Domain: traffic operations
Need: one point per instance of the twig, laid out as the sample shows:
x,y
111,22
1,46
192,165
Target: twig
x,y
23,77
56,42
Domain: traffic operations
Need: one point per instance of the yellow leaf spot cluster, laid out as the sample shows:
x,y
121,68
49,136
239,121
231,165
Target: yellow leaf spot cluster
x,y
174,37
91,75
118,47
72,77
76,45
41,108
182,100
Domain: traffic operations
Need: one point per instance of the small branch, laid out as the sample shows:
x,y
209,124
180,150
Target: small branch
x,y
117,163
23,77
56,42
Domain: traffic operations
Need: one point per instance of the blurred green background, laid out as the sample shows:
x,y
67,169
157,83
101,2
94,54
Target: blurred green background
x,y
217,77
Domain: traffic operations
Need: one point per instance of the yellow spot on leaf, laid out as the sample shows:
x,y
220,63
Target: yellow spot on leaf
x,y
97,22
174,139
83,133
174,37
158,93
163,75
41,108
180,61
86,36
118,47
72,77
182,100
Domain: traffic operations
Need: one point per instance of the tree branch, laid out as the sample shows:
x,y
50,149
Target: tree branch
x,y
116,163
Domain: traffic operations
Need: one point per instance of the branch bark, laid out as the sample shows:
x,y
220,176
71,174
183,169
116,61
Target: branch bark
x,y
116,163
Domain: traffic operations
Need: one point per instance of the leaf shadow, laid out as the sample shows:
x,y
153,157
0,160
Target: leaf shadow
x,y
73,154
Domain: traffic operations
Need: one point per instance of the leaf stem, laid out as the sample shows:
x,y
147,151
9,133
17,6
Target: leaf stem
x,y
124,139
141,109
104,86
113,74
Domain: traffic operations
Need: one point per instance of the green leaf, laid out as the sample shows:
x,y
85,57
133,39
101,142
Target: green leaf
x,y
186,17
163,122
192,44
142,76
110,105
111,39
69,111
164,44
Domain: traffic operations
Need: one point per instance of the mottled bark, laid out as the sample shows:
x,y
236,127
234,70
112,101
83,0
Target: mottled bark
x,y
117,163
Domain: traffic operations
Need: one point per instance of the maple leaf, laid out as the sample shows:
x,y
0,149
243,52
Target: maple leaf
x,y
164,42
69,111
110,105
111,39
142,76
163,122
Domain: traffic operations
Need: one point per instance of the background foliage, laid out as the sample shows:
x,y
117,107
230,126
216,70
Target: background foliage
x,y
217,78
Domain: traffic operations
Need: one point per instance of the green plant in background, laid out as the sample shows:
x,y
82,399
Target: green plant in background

────────────────

## Directions for this task
Working from the material above, retype it in its entirety without change.

## Output
Domain: traffic operations
Need: one point per instance of the twig, laid out as the sample shows:
x,y
111,22
1,46
192,165
Target: twig
x,y
23,77
56,42
Domain: traffic operations
Need: one point per instance of the yellow leaf spot cluster, laid out as the sample shows:
x,y
121,68
49,136
239,121
231,165
Target: yellow leaf spot cluster
x,y
174,37
91,75
118,47
72,77
76,45
41,108
182,100
Domain: traffic operations
Need: one point per instance of the small branch, laid out as the sample shows:
x,y
209,124
180,150
Target: small branch
x,y
117,163
23,77
56,42
Domain: traffic operations
Need: one point per instance of the blurred green background, laid out as the sample shows:
x,y
67,169
157,83
101,2
94,54
Target: blurred green background
x,y
217,77
Domain: traffic operations
Need: one point per instance of the yellow spot on leaf, laid out as the sample shows:
x,y
220,63
Target: yellow spot on leaf
x,y
97,22
174,139
83,133
174,37
158,93
163,75
41,108
180,61
86,36
118,47
72,77
182,100
Domain: traffic operations
Need: one point per instance of the tree branch, laid out as the sample shows:
x,y
50,149
Target: tree branch
x,y
116,163
Domain: traffic operations
Need: one point per instance of the branch bark, laid out as the sample shows:
x,y
220,176
71,174
183,169
116,61
Target: branch bark
x,y
116,163
Domain: traffic operations
Need: one point per instance of the leaf shadow, laid out as the sample shows:
x,y
153,157
0,160
Target: leaf shadow
x,y
73,154
Domain: traffic operations
Need: one point per instance of the leaf stem, laid out as the sample shows:
x,y
147,151
9,133
17,6
Target: leaf stem
x,y
124,139
141,109
104,86
113,74
Domain: traffic operations
Need: one point per instance of the green leaf, laid out as the sample shows:
x,y
85,57
133,39
101,142
Target: green leaf
x,y
186,17
163,122
192,44
142,76
110,105
111,39
69,111
164,44
Domain: traffic operations
Need: one point per instance of the mottled bark, laid out as the sample shows:
x,y
236,127
234,70
112,101
83,0
Target: mottled bark
x,y
117,163
Domain: traffic operations
Need: one point per instance of the maple leaf, laid out as the sample shows:
x,y
0,149
243,52
Target: maple leaf
x,y
164,42
69,111
110,105
111,39
142,76
163,122
Domain: traffic operations
Need: one point per instance of the background foliage, laid out as the sample shows:
x,y
117,107
230,126
216,70
Target: background foliage
x,y
217,78
Domain: traffic operations
Need: one point per instance of the green plant in background, laid out as the sample shows:
x,y
82,399
Target: green plant in background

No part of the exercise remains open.